### Data extract ###

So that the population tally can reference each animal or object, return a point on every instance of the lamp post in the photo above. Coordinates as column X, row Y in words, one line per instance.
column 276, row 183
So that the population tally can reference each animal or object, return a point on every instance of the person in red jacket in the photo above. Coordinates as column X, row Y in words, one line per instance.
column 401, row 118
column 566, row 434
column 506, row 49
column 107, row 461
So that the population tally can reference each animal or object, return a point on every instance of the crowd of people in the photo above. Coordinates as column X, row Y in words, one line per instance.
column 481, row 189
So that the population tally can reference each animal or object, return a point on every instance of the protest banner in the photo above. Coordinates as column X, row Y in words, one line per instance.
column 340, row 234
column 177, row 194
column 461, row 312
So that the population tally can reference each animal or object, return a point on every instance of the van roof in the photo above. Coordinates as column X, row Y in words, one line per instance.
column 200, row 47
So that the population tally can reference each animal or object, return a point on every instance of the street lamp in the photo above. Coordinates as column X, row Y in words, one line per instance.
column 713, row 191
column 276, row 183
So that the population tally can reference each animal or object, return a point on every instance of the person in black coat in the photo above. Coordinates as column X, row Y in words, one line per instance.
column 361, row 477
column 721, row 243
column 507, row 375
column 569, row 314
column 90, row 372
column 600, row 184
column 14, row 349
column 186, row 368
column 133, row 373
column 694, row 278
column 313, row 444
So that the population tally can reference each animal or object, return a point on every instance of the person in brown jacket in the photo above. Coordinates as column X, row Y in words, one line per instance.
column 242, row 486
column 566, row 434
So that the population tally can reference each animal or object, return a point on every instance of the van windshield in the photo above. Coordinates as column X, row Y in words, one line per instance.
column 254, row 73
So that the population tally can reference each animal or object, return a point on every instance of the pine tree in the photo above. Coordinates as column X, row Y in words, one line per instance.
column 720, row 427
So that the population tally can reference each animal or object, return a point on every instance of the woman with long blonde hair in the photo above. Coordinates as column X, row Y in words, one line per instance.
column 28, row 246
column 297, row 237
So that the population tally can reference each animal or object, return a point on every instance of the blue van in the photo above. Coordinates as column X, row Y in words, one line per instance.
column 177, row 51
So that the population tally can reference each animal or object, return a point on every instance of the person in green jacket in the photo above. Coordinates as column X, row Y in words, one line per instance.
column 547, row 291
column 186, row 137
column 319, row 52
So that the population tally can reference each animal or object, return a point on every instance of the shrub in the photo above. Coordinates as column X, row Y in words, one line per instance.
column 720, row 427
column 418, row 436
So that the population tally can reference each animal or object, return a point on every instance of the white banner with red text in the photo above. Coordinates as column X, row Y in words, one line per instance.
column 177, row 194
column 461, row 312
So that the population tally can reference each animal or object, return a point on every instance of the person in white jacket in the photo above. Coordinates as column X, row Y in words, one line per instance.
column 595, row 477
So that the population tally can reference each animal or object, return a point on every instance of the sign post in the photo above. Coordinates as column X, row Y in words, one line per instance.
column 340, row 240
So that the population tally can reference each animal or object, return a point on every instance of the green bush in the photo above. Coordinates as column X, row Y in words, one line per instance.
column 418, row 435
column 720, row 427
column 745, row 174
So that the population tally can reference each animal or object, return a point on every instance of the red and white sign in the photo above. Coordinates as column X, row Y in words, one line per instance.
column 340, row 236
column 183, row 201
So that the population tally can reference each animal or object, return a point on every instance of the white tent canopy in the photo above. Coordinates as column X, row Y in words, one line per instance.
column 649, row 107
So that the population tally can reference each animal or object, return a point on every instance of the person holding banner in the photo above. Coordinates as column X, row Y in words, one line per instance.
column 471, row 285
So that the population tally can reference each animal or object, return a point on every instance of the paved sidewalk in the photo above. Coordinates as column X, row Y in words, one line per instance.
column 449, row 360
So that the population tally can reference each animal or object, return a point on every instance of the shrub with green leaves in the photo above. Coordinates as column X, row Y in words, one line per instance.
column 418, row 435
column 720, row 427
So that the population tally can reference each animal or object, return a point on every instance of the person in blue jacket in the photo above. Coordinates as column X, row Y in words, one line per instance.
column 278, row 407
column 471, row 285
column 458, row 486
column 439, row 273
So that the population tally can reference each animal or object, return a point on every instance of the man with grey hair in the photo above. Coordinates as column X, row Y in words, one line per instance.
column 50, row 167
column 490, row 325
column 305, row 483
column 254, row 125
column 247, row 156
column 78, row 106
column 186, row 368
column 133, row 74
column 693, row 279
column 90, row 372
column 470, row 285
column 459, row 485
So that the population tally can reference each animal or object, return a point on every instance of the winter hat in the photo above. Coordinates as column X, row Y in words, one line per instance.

###

### Directive
Return all of the data exactly as it reads.

### In response
So that the population tally can reference each animal or object, return a point on every instance of the lamp post in the photo above. Coordinates as column X, row Y in words, one line per instance.
column 276, row 183
So that the population tally can reference each animal or object, return a point on every instance of the person in red jacket in the photo above. Coordinates as column X, row Y in words, one line per instance.
column 401, row 118
column 566, row 434
column 506, row 49
column 107, row 461
So that the population tally can reference each animal or object, return a point on every instance of the crowd of people in the photo above. Coordinates as column X, row Y in words, one line per instance.
column 481, row 189
So that the population tally can reference each animal or object, return a point on every instance of the protest banner in the photo above. Coordinates as column X, row Y in words, one line per instance.
column 340, row 234
column 177, row 194
column 461, row 312
So that the population tally can reference each animal or object, return a point on every instance of the van roof in the photo above. Coordinates as column X, row Y in words, one line per instance.
column 200, row 47
So that the population tally can reference each animal or object, return a point on every instance of the street lamp in the photo above. Coordinates as column X, row Y in words, one line per instance.
column 713, row 191
column 276, row 183
So that the population tally can reference each animal or object, return a point on every instance of the person in black coat in the photo above. Coordinates as column X, row Y in words, one line per instance.
column 361, row 477
column 721, row 243
column 507, row 375
column 569, row 314
column 90, row 372
column 600, row 184
column 14, row 349
column 186, row 368
column 133, row 373
column 694, row 278
column 313, row 444
So that the population tally can reference each animal or object, return a point on every instance of the person in brown jacket in the photo above. Coordinates as column X, row Y in words, one line per instance.
column 242, row 486
column 566, row 434
So that the population tally can reference each animal or object, return a point on every instance of the van windshield in the photo above. Coordinates as column X, row Y in words, one line per instance.
column 254, row 73
So that the population tally can reference each animal or object, return a point on every instance of the pine tree in the photo above. Coordinates as column X, row Y in words, one line per instance.
column 720, row 427
So that the population tally can reference each animal or object, return a point on every instance of the woman with long blonde hair in the photo above. Coordinates as column X, row Y in words, one line per instance.
column 28, row 246
column 297, row 237
So that the population tally can reference each animal or object, return a point on every instance of the blue van in the photo above. Coordinates as column X, row Y in words, one line per instance.
column 177, row 51
So that the population tally can reference each animal or object, return a point on every instance of the person in green jacket in the photo above. Coordinates as column X, row Y in words, one line per instance.
column 547, row 291
column 186, row 137
column 319, row 52
So that the population tally can reference each animal or object, return a point on every instance of the shrub in the photo above. Coordinates as column X, row Y in words, one line per instance.
column 720, row 427
column 418, row 436
So that the population tally can reference each animal or object, return a point on every instance of the white banner with red text in the photo above. Coordinates as column X, row Y in words, one line per instance.
column 177, row 194
column 461, row 312
So that the population tally can reference each animal or object, return a point on every instance of the person in white jacket in the photo above. Coordinates as column X, row Y in words, one line per instance.
column 595, row 477
So that the population tally can reference each animal or object, return a point on every instance of the sign post in the photo above. Coordinates as column X, row Y in words, one line per instance.
column 340, row 240
So that the population tally can reference each animal or object, return a point on every instance of the green bush in the photo above. Coordinates as column X, row Y in words, one line per instance.
column 418, row 435
column 720, row 427
column 745, row 174
So that the population tally can reference each animal or object, return a point on every instance of the red and white sign in the photo above. Coordinates as column X, row Y in words, one line per instance.
column 340, row 236
column 183, row 201
So that the population tally can reference each animal or object, return a point on every instance of the white tent canopy in the photo above. Coordinates as column X, row Y in words, one line per instance.
column 649, row 107
So that the population tally can reference each animal or object, return a point on every instance of the person holding banner in the photo above. Coordinates as column X, row Y in words, one line per instance.
column 471, row 285
So that the population tally can reference each animal or object, return a point on every instance of the paved sidewalk in the photo above. Coordinates as column X, row Y in words, one line per instance.
column 449, row 360
So that the population tally can reference each animal or object, return a point on every instance of the shrub with green leaves in the photo above. Coordinates as column X, row Y in words, one line per instance.
column 418, row 435
column 720, row 427
So that the population tally can reference each animal or object, return a point on every instance of the person in blue jacket in the photo above. Coordinates as column X, row Y in words, one line per instance.
column 278, row 407
column 471, row 285
column 458, row 486
column 439, row 273
So that the population tally can reference each animal or object, return a point on every instance of the man with grey hair in the photo above. Coordinates as column X, row Y in words, one line per instance.
column 50, row 167
column 490, row 325
column 305, row 483
column 254, row 125
column 247, row 156
column 78, row 106
column 186, row 368
column 133, row 74
column 693, row 279
column 90, row 372
column 470, row 285
column 459, row 485
So that the population tally can reference each animal or object, return a point on every instance of the winter hat in the photo above. Coordinates as column X, row Y in words, one line per instance.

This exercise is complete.